OBJECTIVE:
Pick out each line in the data below that contains the word "whereabouts", and copy those lines.

─── MATERIALS PROVIDED

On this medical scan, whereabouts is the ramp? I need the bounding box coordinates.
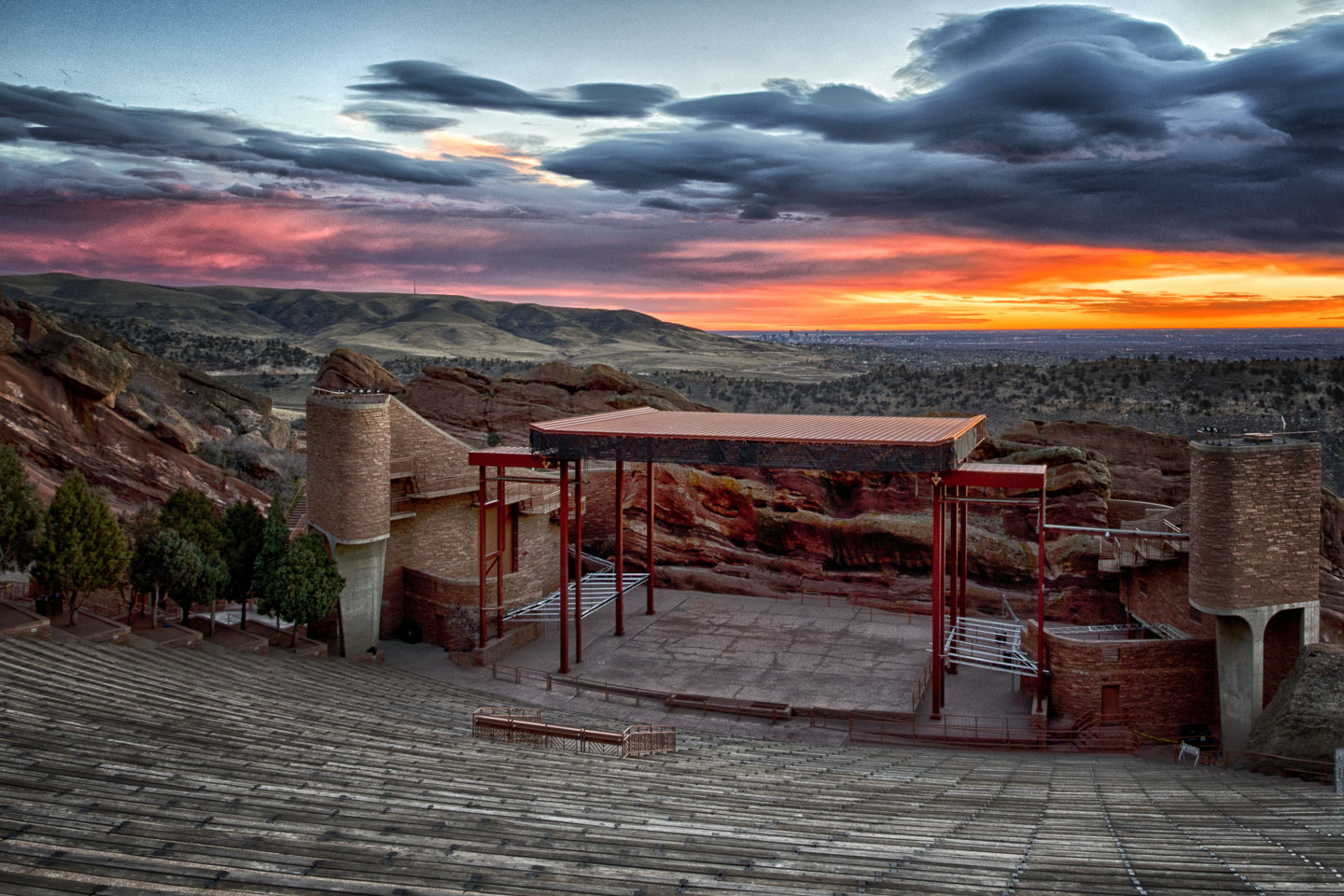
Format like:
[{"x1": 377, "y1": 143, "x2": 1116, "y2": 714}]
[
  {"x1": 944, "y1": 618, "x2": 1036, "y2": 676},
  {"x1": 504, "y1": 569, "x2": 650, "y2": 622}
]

──────
─── MATERIALS PROVIDED

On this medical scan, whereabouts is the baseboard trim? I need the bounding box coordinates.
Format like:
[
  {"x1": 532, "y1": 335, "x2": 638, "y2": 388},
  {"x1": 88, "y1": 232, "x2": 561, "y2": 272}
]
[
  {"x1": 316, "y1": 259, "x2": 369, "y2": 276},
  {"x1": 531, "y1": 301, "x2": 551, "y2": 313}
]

──────

ANSWER TO THIS PROBLEM:
On this medical scan, whereabouts is the ramp? I need the bounding box coordinates.
On this medical scan, whereabouts is the baseboard trim? I need the bounding box coordinates.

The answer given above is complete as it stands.